Exact reproduction of the data is required, with images excluded.

══ PROVIDED DATA

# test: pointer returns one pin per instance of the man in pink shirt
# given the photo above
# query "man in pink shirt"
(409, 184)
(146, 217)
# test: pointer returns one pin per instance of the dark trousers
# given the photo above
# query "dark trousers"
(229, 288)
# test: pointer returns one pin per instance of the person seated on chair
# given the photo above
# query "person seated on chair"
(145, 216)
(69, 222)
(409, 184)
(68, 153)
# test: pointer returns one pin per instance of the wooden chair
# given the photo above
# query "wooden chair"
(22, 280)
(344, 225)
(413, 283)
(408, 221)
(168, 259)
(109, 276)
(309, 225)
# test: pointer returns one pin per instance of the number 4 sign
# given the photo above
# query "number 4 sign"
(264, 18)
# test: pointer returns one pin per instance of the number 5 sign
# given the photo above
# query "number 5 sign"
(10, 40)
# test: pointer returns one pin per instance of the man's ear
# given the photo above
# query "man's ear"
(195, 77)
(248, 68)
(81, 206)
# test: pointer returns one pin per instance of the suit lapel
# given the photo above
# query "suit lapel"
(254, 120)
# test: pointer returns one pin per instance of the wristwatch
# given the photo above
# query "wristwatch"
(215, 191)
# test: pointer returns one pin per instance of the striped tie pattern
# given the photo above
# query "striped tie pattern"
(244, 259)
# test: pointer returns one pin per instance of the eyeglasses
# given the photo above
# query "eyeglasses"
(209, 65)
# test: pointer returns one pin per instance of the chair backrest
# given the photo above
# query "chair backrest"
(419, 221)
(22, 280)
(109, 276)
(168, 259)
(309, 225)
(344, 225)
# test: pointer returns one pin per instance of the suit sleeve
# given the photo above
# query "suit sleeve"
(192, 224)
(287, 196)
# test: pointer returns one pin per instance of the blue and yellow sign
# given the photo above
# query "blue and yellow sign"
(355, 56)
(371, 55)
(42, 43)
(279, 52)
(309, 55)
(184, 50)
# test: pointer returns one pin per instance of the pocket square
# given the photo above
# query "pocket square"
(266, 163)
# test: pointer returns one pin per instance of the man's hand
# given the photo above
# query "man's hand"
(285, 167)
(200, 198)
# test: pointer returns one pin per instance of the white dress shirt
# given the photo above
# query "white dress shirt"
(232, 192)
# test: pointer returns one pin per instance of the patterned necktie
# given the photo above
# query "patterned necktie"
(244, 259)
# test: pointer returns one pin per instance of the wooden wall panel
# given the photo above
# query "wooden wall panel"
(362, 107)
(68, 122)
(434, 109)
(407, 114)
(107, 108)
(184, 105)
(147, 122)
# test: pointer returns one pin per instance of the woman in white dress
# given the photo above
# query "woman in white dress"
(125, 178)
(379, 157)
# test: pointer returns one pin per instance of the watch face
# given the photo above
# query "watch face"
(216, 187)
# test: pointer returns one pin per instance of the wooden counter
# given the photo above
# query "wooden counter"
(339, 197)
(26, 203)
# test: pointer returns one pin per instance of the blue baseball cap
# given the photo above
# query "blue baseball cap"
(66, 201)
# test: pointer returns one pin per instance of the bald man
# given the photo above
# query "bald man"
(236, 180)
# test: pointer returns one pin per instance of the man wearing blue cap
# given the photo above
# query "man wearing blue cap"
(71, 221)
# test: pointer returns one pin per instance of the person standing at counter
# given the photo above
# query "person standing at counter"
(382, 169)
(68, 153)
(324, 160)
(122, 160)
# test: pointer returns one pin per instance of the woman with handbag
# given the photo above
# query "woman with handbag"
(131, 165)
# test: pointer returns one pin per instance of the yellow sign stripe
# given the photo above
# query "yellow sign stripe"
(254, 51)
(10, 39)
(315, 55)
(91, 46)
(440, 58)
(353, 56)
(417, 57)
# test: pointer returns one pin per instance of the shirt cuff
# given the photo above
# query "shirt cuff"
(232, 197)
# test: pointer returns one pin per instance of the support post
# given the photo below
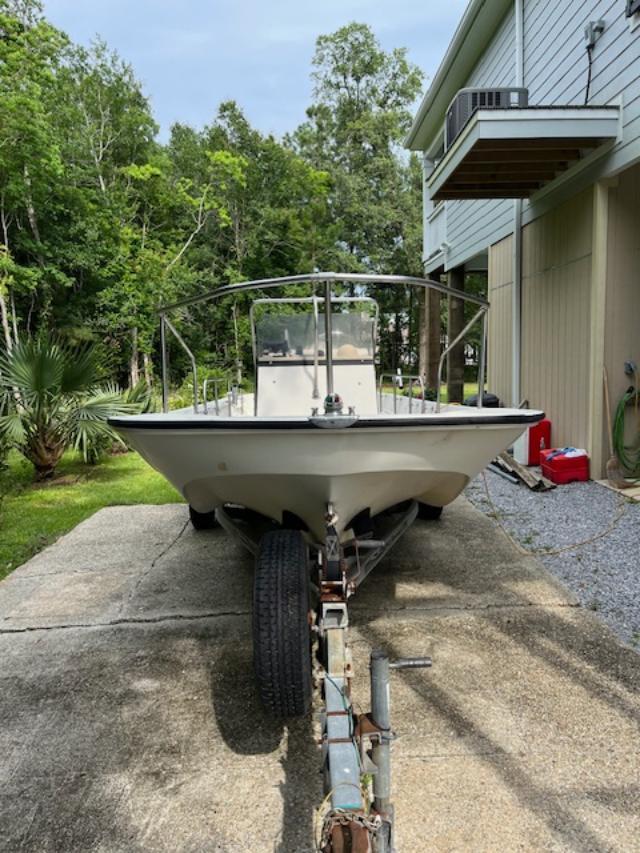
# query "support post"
(455, 324)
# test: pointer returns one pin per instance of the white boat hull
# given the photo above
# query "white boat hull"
(288, 464)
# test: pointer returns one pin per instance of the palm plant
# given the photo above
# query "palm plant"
(52, 401)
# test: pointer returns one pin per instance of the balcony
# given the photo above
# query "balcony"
(514, 151)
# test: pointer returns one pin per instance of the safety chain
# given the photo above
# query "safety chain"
(344, 818)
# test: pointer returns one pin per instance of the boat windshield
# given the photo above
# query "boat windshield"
(295, 337)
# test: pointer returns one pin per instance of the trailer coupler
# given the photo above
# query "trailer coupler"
(356, 748)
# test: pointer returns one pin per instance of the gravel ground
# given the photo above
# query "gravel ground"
(603, 574)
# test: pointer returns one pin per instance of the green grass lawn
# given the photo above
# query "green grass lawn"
(34, 515)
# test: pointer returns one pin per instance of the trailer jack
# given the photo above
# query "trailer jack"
(356, 747)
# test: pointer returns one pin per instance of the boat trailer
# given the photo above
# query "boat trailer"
(356, 815)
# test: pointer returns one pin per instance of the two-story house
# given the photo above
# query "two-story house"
(530, 134)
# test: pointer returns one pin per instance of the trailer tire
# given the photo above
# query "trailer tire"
(203, 520)
(429, 513)
(281, 632)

════

● **TASK OUTPUT**
# test: pointer returns one pin per instance of the man in pink shirt
# given the photo above
# query "man in pink shirt"
(409, 184)
(146, 217)
# test: pointer returns one pin per instance of the dark trousers
# given the photo above
# query "dark trousers"
(229, 288)
# test: pointer returns one pin per instance of the person seated on chair
# given the photo above
# query "person seated on chair"
(145, 216)
(69, 222)
(409, 184)
(68, 153)
# test: pointer returns one pin per instance of the wooden chair
# given the photo above
# query "wooden chair"
(22, 280)
(344, 225)
(413, 283)
(408, 221)
(168, 259)
(109, 276)
(309, 225)
# test: pointer returns one pin per instance of the number 4 sign
# given the photo above
# query "number 4 sign"
(264, 18)
# test: pointer returns one pin per instance of the number 5 sign
# given the photo above
# query "number 5 sign"
(10, 40)
# test: pointer returns one pin per instance of the man's ear
# given the photo above
# query "man's ear"
(195, 77)
(248, 68)
(81, 206)
# test: pointer returns one pin per instance of the suit lapel
# given the photo above
# query "suit lapel"
(254, 120)
# test: pointer returns one pin per instance of the wristwatch
# given the photo above
# query "wristwatch"
(215, 191)
# test: pointer returns one pin per instance of the striped tie pattern
# given the photo above
# query "striped tie pattern"
(244, 259)
# test: pointer returns one pin per instance of the eyeglasses
# given the photo above
# query "eyeglasses"
(209, 65)
# test: pointer returns one pin per instance of the chair backrest
# given the photo above
# query "chair backrest"
(419, 221)
(22, 280)
(109, 276)
(168, 259)
(309, 225)
(344, 225)
# test: pointer returns one pin per instance of the suit sleeve
# given the photo above
# query "suit sleeve"
(192, 224)
(287, 196)
# test: pointer returns one pin per instance of the blue and yellow sign
# given the photo above
# query "blue and yellow sign"
(355, 56)
(371, 55)
(42, 43)
(279, 52)
(309, 55)
(184, 50)
# test: pointer returns one pin per instance of the pocket square
# given the photo above
# query "pocket square"
(266, 163)
# test: pointer returns one pin per instance of the man's hand
# given the photo above
# query "man's hand"
(285, 167)
(200, 198)
# test: pointer returns one pin per instance of the white dress shirt
# given the photo above
# query "white dress shirt"
(232, 192)
# test: pointer returns one pin per instance of the patterned necktie
# given the photo above
# query "patterned necktie"
(244, 259)
# test: pointer returns one pin per instance of the wooden wall panel
# given the photo above
# query "wooden wall panel"
(362, 107)
(68, 122)
(434, 109)
(407, 114)
(107, 108)
(184, 105)
(147, 122)
# test: pointer returns one pin per instance of the woman in white dress
# given the photo above
# query "woman in white dress"
(125, 178)
(379, 157)
# test: pointer returns one pin per instance of the watch face
# given the photo above
# query "watch face"
(216, 187)
# test: pointer returns one pin per instance of the wooden counter
# given the photo above
# query "wooden counter"
(339, 197)
(26, 203)
# test: pointer returns one pin per instance of the blue baseball cap
# given the photo above
# query "blue baseball cap"
(66, 201)
# test: pointer returns one pin per instance of the bald man
# given the photo above
# query "bald man"
(236, 180)
# test: pointer returns one pin per instance of the man wearing blue cap
# given the photo above
# query "man wearing blue cap"
(71, 221)
# test: pointer returns one pin per instance of the person standing at counter
# given the photo above
# query "person standing at counter"
(382, 169)
(68, 153)
(324, 160)
(122, 160)
# test: pointer returns one pin per instance of the woman with handbag
# given the photo above
# query "woman with handbag"
(131, 165)
# test: pointer returns one pin per instance of the yellow sign stripe
# given the photo above
# query "yellow sign stripe"
(254, 51)
(10, 39)
(315, 55)
(91, 46)
(440, 58)
(353, 56)
(417, 57)
# test: pointer returns one pin per instance of the shirt cuff
# given the photo above
# query "shirt cuff"
(232, 197)
# test: pointer returns one pin per instance of the support post
# given the photo below
# query "support post"
(455, 324)
# test: pointer returns one pin per instance of the white boat hull
# given the photo above
# query "white boat hull"
(288, 464)
# test: pointer returns one pin per instance of the palm plant
# given the photo above
# query "palm plant"
(52, 401)
# test: pointer returns one pin per instance of the balcony
# given the photo above
# query "balcony"
(514, 151)
# test: pointer returns one pin per instance of the safety chain
# given the photo above
# query "safety chain"
(344, 818)
# test: pointer returns one pin per instance of the boat windshield
# given the photo above
# query "boat windshield"
(295, 337)
# test: pointer returns one pin per instance of the trailer coupler
# given the photo above
# query "trailer coupler"
(356, 748)
# test: pointer returns one pin per instance of the gravel ground
# given the photo above
# query "gravel ground"
(603, 574)
# test: pointer returns one pin per instance of the green grass lawn
# given the photo above
# query "green grass lawn"
(34, 515)
# test: pointer returns one pin per instance of the trailer jack
# given the photo above
# query "trailer jack"
(356, 747)
# test: pointer returns one pin per instance of the boat trailer
# given the photo above
# query "boat trailer"
(356, 815)
# test: pointer returns one pin per instance of the two-story house
# given the photo above
# query "two-story house"
(530, 134)
# test: pointer returns one pin per instance of the trailer tire
# given the photo above
# query "trailer tire"
(203, 520)
(429, 513)
(281, 632)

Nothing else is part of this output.